Nikolai Gustavovich Legat () (30 December 1869, Moscow – 24 January 1937, London) was a premier dancer with the Russian Imperial Ballet from 1888 to 1914, and also with the Mariinsky Ballet. Both he and his younger brother, Sergey, became ballet masters and caricaturists.

Legat is considered to be the main successor to Pavel Gerdt. Legat later served as a balletmaster in Russia, teaching and passing on the repertoire of the Imperial ballet company, whose groundwork was the legacy of the great choreographer-balletmaster, Marius Petipa. He left Russia with his third wife, Nadine, in 1922 and eventually settled in England in 1926. The couple opened their first ballet school in Kent. They were later able to start classes in Hammersmith, London. Among their notable pupils were Ninette de Valois and Margot Fonteyn.

TASK OBJECTIVE ▸
Copy out the passage on Nikolai Legat word for word, from "Nikolai Gustavovich Legat" up to and including "and Margot Fonteyn.".

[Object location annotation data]

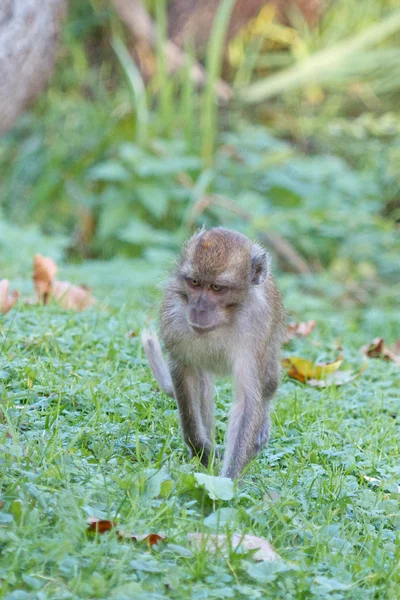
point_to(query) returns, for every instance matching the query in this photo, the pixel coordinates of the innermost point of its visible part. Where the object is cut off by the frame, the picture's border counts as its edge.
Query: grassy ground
(85, 432)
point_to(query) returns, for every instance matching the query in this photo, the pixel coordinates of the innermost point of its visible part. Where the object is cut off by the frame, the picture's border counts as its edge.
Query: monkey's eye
(216, 288)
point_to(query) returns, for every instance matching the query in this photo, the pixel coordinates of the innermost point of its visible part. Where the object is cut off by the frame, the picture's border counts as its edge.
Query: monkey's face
(217, 269)
(209, 305)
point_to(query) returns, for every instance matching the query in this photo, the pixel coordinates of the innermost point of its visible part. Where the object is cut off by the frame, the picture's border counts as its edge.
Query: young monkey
(221, 314)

SOLUTION ▸
Nikolai Gustavovich Legat () (30 December 1869, Moscow – 24 January 1937, London) was a premier dancer with the Russian Imperial Ballet from 1888 to 1914, and also with the Mariinsky Ballet. Both he and his younger brother, Sergey, became ballet masters and caricaturists.

Legat is considered to be the main successor to Pavel Gerdt. Legat later served as a balletmaster in Russia, teaching and passing on the repertoire of the Imperial ballet company, whose groundwork was the legacy of the great choreographer-balletmaster, Marius Petipa. He left Russia with his third wife, Nadine, in 1922 and eventually settled in England in 1926. The couple opened their first ballet school in Kent. They were later able to start classes in Hammersmith, London. Among their notable pupils were Ninette de Valois and Margot Fonteyn.